Segmentation data

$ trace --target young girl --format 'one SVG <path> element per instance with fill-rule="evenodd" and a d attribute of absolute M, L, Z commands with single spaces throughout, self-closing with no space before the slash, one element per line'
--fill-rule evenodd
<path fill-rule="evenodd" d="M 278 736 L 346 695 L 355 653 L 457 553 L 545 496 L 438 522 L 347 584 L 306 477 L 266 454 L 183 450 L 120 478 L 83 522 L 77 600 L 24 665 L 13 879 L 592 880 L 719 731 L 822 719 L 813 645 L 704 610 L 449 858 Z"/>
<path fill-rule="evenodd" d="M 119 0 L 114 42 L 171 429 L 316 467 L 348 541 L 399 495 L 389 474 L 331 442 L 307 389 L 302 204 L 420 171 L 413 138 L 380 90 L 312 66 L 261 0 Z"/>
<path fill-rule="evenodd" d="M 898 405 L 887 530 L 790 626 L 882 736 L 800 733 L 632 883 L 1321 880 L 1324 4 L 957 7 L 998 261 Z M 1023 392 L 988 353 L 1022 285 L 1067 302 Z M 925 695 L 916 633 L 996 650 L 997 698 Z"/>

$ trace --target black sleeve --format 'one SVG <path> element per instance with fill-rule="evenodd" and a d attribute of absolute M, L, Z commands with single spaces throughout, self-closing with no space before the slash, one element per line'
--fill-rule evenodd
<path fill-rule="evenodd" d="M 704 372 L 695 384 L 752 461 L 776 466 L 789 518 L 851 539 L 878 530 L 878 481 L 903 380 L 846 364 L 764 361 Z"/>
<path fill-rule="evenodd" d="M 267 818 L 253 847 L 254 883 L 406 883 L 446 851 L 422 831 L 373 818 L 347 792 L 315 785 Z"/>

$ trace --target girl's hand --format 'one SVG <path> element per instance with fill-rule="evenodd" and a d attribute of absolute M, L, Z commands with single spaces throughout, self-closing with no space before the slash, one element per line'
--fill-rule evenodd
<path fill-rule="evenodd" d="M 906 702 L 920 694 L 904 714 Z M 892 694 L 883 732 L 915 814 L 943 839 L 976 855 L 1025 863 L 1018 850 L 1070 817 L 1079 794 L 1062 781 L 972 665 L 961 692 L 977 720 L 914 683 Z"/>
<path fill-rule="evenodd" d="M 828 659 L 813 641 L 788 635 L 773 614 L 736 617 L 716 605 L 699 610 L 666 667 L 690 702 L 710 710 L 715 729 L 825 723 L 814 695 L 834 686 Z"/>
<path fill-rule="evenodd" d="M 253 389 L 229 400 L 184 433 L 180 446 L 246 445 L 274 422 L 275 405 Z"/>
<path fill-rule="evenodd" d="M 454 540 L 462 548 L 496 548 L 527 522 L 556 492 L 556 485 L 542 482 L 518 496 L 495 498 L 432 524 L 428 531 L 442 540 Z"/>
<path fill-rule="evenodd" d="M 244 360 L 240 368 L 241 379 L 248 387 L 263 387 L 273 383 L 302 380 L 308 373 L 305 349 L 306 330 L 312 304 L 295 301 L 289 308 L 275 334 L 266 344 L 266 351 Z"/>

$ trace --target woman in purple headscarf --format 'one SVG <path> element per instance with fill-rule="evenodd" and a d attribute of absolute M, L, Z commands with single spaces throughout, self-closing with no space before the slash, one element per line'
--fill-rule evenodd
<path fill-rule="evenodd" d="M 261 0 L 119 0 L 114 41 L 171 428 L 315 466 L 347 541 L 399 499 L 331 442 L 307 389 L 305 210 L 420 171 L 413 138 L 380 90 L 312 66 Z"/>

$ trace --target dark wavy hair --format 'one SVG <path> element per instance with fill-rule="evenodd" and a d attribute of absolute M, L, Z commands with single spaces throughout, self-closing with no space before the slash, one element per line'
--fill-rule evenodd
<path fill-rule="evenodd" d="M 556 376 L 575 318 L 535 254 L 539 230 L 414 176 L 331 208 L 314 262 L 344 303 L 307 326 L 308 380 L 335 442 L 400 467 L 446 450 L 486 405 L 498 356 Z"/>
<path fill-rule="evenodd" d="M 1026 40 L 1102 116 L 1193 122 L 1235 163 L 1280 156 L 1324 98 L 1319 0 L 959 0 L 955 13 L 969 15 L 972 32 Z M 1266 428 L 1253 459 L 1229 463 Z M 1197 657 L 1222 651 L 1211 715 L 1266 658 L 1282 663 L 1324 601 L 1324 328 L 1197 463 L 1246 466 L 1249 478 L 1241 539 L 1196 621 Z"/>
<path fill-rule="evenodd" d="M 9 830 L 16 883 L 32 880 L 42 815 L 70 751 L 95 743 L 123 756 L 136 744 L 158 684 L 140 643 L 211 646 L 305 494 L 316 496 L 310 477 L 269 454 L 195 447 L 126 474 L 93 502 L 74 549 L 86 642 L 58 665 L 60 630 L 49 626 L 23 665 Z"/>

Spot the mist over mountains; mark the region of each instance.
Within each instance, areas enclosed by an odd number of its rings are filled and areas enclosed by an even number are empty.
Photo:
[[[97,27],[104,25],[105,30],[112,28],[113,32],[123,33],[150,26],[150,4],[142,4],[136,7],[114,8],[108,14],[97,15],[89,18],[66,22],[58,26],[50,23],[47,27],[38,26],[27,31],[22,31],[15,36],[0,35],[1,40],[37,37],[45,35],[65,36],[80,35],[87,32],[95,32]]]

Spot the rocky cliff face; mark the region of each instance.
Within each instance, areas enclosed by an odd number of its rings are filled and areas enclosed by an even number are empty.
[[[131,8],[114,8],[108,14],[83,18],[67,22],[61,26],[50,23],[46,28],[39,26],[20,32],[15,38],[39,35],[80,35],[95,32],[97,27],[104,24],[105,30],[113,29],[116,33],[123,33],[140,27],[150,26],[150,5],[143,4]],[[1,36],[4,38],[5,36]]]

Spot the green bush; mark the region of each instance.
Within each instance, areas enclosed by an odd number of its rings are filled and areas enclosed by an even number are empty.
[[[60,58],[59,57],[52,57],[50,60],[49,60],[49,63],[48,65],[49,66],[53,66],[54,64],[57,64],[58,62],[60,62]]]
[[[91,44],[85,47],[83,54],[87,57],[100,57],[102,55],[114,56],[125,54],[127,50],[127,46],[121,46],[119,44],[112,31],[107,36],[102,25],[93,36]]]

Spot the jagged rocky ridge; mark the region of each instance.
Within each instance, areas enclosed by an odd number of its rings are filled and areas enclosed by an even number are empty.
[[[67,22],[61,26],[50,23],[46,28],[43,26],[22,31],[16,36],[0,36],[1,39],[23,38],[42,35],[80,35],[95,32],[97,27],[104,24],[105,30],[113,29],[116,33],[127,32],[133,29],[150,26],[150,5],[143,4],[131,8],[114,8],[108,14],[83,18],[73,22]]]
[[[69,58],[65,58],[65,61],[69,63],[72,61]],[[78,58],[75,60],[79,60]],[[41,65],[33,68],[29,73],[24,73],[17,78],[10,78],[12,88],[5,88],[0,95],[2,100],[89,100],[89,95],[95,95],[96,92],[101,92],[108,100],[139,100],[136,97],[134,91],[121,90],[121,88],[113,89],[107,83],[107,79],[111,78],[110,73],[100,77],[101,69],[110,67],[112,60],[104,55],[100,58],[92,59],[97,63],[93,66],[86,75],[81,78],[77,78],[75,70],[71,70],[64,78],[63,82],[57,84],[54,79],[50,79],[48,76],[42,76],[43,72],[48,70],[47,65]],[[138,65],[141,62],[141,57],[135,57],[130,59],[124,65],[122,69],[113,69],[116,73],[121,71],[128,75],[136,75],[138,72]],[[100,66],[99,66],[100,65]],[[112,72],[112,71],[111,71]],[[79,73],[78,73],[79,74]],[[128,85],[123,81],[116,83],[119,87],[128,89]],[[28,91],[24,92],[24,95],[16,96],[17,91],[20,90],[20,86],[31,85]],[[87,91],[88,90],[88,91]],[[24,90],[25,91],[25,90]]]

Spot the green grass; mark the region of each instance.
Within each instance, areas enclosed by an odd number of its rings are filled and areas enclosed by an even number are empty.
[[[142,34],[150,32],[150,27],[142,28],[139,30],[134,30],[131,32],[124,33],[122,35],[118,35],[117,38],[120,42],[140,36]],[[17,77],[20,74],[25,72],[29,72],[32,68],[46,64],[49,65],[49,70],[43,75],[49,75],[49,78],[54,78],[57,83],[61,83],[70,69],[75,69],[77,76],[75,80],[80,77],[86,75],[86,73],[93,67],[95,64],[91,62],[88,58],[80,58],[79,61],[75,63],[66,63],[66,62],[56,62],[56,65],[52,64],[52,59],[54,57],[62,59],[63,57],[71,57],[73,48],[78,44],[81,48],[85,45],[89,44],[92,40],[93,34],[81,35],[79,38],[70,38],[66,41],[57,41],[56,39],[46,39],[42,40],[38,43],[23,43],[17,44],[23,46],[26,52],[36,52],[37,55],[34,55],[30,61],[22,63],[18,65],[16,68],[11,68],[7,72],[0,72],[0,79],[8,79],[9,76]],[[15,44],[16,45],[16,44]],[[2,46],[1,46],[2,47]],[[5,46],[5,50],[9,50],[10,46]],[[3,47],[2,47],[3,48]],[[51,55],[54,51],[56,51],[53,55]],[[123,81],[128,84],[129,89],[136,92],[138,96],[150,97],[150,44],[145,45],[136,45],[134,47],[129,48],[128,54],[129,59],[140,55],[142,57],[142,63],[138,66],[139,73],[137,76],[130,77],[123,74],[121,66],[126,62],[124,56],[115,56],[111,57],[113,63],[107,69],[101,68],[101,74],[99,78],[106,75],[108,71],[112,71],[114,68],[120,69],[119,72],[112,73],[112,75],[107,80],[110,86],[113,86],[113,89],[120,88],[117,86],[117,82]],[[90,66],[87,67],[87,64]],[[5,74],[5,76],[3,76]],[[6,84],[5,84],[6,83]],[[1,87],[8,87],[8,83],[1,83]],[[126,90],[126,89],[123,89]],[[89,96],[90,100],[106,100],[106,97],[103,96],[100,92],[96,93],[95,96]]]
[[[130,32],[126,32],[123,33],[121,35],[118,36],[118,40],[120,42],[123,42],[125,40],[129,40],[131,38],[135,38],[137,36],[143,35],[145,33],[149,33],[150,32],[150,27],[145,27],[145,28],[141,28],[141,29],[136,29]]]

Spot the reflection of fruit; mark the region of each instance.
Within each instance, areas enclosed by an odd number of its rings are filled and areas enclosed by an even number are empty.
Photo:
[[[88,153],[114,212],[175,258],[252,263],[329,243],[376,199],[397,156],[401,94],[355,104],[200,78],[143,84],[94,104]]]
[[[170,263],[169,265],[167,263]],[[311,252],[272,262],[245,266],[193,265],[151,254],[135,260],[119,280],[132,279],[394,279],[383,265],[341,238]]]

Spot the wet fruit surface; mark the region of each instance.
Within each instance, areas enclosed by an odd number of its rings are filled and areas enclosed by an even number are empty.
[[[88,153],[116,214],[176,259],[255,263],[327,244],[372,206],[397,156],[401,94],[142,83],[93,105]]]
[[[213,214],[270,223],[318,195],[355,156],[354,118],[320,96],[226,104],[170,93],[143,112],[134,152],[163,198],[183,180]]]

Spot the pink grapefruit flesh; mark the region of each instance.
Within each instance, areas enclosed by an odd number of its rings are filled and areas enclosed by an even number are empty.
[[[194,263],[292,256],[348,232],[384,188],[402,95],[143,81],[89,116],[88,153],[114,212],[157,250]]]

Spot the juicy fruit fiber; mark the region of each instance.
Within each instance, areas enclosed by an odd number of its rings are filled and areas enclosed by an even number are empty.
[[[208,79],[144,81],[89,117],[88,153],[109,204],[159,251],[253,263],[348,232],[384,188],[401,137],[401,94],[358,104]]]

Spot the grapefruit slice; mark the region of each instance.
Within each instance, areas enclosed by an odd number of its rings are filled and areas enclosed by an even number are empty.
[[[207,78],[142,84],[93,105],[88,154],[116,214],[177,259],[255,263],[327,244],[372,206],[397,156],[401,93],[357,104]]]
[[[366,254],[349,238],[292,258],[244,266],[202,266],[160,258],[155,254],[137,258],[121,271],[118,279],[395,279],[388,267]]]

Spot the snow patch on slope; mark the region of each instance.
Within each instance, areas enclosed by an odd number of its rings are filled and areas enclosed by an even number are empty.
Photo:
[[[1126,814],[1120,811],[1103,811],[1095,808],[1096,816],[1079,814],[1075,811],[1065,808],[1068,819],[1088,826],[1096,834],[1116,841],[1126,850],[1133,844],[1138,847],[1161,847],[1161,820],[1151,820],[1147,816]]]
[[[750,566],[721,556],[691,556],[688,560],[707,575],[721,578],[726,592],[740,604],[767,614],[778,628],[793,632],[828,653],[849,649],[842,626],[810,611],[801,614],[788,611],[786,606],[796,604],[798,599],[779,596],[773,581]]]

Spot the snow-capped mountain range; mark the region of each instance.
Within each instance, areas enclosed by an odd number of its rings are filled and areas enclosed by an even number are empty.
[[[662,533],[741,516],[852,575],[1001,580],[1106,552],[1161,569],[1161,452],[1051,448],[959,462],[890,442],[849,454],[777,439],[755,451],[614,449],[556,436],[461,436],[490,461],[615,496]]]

# The exercise
Could you repeat everything from the line containing "Spot the snow-capped" down through the end of the rows, changing "mountain range" to "mountain ridge" and keeping all else the same?

# Exercise solution
Spot the snow-capped mountain ridge; mark the region of each instance.
Within each instance, areas enclosed by an odd number of its rings are filled and areas enclosed by an even number are empty.
[[[662,533],[741,516],[852,575],[1001,580],[1106,552],[1161,569],[1161,452],[1051,448],[959,462],[890,442],[849,454],[777,439],[755,451],[614,449],[556,436],[461,436],[490,461],[615,496]]]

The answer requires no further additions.